Apply what you read:
1. In the article about Crystallee Crain, which school awarded her Ph.D.?
2. Reproduce the part of the article about Crystallee Crain that opens with the words containing "This story contains" and closes with "at just 22.".

Text passage:
******
This story contains offensive language
Crystallee Crain has spent her entire adult life trying to create a transformative experience for students and chip away at racism's roots in America, through higher education.
After moving to Portland, she found herself a victim of a culture she was hired to help combat.
Crain started working at Portland State University in 2018 as an assistant professor in the school's Child and Youth Family Studies program. She came with a robust background in higher education and social work. Even before earning a Ph.D. from the California Institute of Integral Studies in San Francisco, she already had years of teaching under her belt. She started working as a professor at just 22.
When she relocated from Oakland, Calif., to Portland she coordinated internships for PSU students and taught classes on activism for social change. Crain, now 37, found herself in a city far less diverse than Oakland or her hometown of Detroit.
While at PSU, she talked about racism frequently and asked her students to unpack structural oppression and social injustice. For some students, Crain's classes pushed their boundaries.
"A lot of it was just them having to deal with and reflecting on whiteness, their proximity to whiteness, and the resistance to the core of a lot it, but most students were on board," Crain said. "For some, I was their first Black teacher."
******
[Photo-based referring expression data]
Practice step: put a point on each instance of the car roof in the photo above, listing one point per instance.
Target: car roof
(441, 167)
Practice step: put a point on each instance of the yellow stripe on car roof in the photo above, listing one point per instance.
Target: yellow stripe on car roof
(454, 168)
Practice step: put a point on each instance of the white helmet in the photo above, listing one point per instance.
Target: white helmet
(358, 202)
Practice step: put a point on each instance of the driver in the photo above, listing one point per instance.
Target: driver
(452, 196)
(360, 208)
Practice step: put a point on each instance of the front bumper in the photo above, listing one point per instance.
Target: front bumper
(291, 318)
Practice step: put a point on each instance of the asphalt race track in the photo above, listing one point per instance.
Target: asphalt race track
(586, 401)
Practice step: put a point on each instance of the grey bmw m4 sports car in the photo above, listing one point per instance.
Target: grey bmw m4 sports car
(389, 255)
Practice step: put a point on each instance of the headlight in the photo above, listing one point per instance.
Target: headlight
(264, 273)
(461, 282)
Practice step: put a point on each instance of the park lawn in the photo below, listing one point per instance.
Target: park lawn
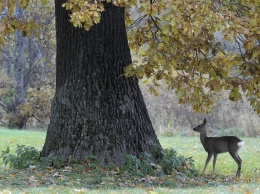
(187, 146)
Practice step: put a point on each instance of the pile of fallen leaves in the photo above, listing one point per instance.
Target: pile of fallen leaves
(97, 177)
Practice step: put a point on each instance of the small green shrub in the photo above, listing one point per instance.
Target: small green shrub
(168, 163)
(25, 156)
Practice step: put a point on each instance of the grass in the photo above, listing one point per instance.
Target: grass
(60, 181)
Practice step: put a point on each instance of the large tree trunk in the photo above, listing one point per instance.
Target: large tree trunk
(96, 110)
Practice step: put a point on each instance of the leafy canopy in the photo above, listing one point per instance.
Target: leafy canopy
(177, 42)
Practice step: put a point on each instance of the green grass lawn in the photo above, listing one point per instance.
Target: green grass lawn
(187, 146)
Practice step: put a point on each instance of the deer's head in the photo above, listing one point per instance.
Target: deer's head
(201, 127)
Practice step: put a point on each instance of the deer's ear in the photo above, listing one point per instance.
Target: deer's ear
(205, 121)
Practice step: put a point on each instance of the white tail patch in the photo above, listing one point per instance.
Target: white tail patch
(240, 144)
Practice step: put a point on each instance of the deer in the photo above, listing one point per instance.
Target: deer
(216, 145)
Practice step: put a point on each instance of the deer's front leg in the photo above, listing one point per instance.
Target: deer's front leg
(207, 161)
(214, 161)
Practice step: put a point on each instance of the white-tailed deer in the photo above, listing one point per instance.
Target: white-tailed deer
(217, 145)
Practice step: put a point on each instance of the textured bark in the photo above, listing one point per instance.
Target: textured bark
(96, 109)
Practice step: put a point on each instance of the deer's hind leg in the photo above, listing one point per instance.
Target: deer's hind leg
(238, 160)
(207, 161)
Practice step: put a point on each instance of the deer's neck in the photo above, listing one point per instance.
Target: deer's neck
(203, 136)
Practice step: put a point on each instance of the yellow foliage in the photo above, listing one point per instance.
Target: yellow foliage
(176, 42)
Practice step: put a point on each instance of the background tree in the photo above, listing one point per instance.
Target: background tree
(176, 43)
(26, 61)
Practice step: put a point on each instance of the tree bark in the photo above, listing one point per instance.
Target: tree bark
(96, 110)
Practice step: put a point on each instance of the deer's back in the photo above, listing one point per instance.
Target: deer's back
(221, 144)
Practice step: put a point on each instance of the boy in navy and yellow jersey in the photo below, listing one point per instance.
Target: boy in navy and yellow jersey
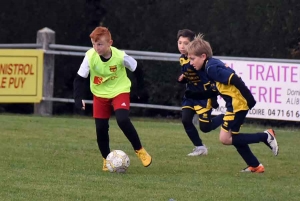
(238, 99)
(110, 87)
(195, 81)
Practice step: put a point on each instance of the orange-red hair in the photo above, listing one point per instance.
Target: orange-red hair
(99, 32)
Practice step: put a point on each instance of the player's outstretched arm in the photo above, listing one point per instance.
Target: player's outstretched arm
(240, 85)
(201, 95)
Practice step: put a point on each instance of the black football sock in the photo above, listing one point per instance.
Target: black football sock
(102, 128)
(190, 129)
(246, 153)
(245, 138)
(128, 129)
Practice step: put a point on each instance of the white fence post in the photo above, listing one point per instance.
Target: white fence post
(45, 37)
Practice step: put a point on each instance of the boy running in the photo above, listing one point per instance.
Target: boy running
(110, 87)
(238, 99)
(195, 81)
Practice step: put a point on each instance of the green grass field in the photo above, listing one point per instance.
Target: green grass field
(57, 158)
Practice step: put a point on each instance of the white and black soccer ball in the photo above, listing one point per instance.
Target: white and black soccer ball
(117, 161)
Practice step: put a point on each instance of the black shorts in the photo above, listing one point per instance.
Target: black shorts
(234, 121)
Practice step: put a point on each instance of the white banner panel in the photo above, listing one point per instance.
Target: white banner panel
(275, 87)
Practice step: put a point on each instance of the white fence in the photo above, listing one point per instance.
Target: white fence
(270, 76)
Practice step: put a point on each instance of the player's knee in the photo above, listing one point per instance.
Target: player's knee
(205, 127)
(186, 121)
(225, 140)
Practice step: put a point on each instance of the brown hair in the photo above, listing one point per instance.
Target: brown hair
(186, 33)
(99, 32)
(199, 46)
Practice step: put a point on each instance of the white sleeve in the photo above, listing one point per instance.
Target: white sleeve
(84, 69)
(130, 62)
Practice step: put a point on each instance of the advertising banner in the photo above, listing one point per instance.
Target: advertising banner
(275, 87)
(21, 76)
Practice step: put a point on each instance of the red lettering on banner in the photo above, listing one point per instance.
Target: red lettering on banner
(17, 69)
(16, 82)
(3, 82)
(98, 80)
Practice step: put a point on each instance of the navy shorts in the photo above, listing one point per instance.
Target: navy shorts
(234, 121)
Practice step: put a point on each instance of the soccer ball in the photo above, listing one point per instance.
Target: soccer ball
(117, 161)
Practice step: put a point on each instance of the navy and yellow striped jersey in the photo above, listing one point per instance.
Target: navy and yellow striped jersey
(196, 80)
(219, 73)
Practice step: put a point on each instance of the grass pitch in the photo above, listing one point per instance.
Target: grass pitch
(57, 158)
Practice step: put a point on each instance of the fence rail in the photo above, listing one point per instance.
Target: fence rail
(46, 41)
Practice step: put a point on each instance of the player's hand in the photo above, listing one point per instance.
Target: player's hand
(214, 102)
(251, 102)
(181, 79)
(79, 104)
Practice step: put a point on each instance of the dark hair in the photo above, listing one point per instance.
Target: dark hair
(186, 33)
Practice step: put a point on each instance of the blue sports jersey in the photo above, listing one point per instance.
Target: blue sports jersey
(219, 73)
(196, 81)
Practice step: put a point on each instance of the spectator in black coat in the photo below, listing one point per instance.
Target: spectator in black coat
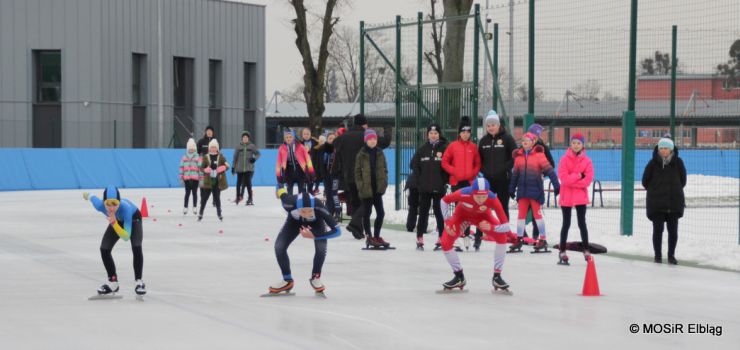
(496, 150)
(537, 129)
(347, 146)
(431, 182)
(664, 179)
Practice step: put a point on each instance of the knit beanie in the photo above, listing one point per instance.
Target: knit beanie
(433, 127)
(464, 124)
(535, 129)
(192, 145)
(492, 119)
(666, 143)
(370, 134)
(213, 143)
(360, 120)
(578, 136)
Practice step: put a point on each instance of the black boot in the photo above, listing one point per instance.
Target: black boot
(456, 282)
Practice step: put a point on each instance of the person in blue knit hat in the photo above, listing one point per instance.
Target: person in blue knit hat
(664, 179)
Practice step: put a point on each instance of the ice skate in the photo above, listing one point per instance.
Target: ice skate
(516, 247)
(317, 285)
(499, 285)
(281, 288)
(563, 258)
(540, 247)
(457, 282)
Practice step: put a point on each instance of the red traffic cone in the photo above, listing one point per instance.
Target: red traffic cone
(591, 283)
(144, 210)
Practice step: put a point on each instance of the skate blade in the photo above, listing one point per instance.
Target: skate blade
(277, 294)
(105, 297)
(502, 291)
(451, 291)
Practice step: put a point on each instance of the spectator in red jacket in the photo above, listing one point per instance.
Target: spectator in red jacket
(461, 158)
(462, 161)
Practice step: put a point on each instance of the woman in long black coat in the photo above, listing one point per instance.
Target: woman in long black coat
(664, 179)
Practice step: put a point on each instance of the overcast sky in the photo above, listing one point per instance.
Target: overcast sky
(566, 29)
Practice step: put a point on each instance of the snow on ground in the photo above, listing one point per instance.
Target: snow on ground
(204, 280)
(708, 232)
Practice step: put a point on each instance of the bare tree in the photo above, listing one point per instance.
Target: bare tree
(590, 90)
(454, 39)
(659, 64)
(522, 93)
(314, 77)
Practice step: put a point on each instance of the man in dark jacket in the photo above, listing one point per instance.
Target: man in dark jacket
(431, 182)
(537, 129)
(347, 146)
(495, 149)
(664, 179)
(203, 149)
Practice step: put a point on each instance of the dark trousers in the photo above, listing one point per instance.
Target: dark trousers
(287, 235)
(191, 186)
(501, 188)
(413, 200)
(330, 192)
(354, 205)
(581, 215)
(296, 179)
(427, 200)
(671, 222)
(244, 180)
(460, 185)
(216, 199)
(110, 238)
(367, 206)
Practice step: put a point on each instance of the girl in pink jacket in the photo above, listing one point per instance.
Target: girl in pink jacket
(575, 172)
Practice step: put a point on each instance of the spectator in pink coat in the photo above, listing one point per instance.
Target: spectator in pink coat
(575, 172)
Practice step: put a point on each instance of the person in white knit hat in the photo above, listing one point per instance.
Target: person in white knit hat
(190, 174)
(214, 168)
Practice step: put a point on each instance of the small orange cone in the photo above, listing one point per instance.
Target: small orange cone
(591, 283)
(144, 210)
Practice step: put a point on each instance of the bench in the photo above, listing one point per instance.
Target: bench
(594, 189)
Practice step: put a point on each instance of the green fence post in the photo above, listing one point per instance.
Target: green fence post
(476, 59)
(398, 113)
(495, 67)
(628, 137)
(674, 62)
(419, 63)
(362, 67)
(529, 117)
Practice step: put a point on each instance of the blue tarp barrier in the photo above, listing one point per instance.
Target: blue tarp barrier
(70, 168)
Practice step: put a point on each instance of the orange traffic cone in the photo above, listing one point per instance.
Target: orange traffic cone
(591, 283)
(144, 210)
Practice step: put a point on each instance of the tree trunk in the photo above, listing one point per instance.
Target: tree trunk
(454, 54)
(314, 77)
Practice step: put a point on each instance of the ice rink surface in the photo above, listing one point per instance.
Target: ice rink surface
(204, 286)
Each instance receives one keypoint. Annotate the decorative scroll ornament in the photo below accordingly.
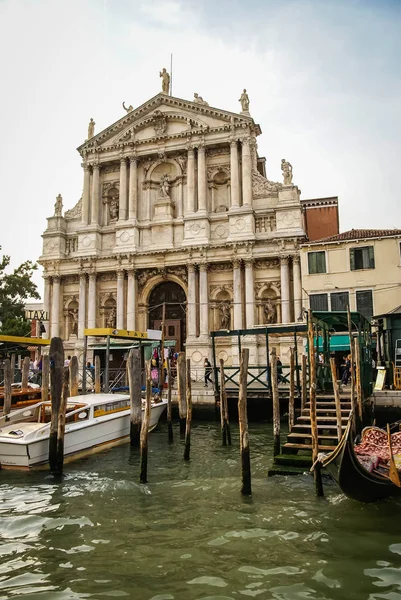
(262, 187)
(75, 212)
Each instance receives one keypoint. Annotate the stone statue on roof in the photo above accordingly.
(244, 99)
(91, 129)
(165, 81)
(286, 168)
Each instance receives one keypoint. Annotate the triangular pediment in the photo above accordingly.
(161, 117)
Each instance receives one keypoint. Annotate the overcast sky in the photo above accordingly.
(323, 77)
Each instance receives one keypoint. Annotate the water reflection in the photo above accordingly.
(188, 534)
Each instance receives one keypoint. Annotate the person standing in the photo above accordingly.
(208, 371)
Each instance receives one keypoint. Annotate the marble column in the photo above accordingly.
(285, 290)
(133, 189)
(296, 268)
(92, 301)
(95, 208)
(203, 300)
(82, 305)
(122, 212)
(191, 302)
(131, 301)
(190, 205)
(249, 294)
(235, 195)
(85, 195)
(120, 299)
(246, 173)
(55, 311)
(237, 294)
(201, 179)
(46, 306)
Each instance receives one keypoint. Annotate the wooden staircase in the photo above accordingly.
(296, 453)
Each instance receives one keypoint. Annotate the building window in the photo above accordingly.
(364, 303)
(339, 300)
(317, 262)
(318, 302)
(362, 258)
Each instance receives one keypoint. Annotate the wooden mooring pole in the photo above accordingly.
(169, 410)
(25, 373)
(246, 489)
(8, 379)
(45, 377)
(135, 394)
(304, 394)
(187, 449)
(317, 475)
(74, 375)
(181, 389)
(56, 355)
(143, 477)
(291, 399)
(225, 424)
(97, 374)
(336, 397)
(276, 404)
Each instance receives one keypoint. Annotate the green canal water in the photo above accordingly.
(188, 533)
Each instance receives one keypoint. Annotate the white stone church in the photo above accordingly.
(176, 208)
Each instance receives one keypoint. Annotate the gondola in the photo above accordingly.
(353, 479)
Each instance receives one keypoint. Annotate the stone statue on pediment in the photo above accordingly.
(164, 186)
(199, 100)
(91, 129)
(58, 206)
(129, 108)
(165, 81)
(244, 101)
(286, 168)
(270, 312)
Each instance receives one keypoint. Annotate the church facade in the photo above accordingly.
(177, 209)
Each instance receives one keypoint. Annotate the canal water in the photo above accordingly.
(188, 533)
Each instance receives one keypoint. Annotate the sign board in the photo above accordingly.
(380, 378)
(36, 315)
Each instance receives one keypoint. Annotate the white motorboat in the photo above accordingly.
(93, 422)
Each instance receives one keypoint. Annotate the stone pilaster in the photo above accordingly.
(203, 300)
(191, 300)
(85, 195)
(92, 301)
(95, 208)
(201, 179)
(296, 267)
(249, 294)
(82, 305)
(120, 299)
(237, 294)
(131, 300)
(285, 289)
(190, 204)
(122, 213)
(246, 173)
(55, 311)
(133, 188)
(235, 195)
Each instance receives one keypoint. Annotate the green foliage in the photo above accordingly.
(16, 287)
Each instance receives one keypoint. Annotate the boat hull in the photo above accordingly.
(80, 439)
(352, 478)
******
Replies:
1. The California Institute of Integral Studies in San Francisco.

2.
This story contains offensive language
Crystallee Crain has spent her entire adult life trying to create a transformative experience for students and chip away at racism's roots in America, through higher education.
After moving to Portland, she found herself a victim of a culture she was hired to help combat.
Crain started working at Portland State University in 2018 as an assistant professor in the school's Child and Youth Family Studies program. She came with a robust background in higher education and social work. Even before earning a Ph.D. from the California Institute of Integral Studies in San Francisco, she already had years of teaching under her belt. She started working as a professor at just 22.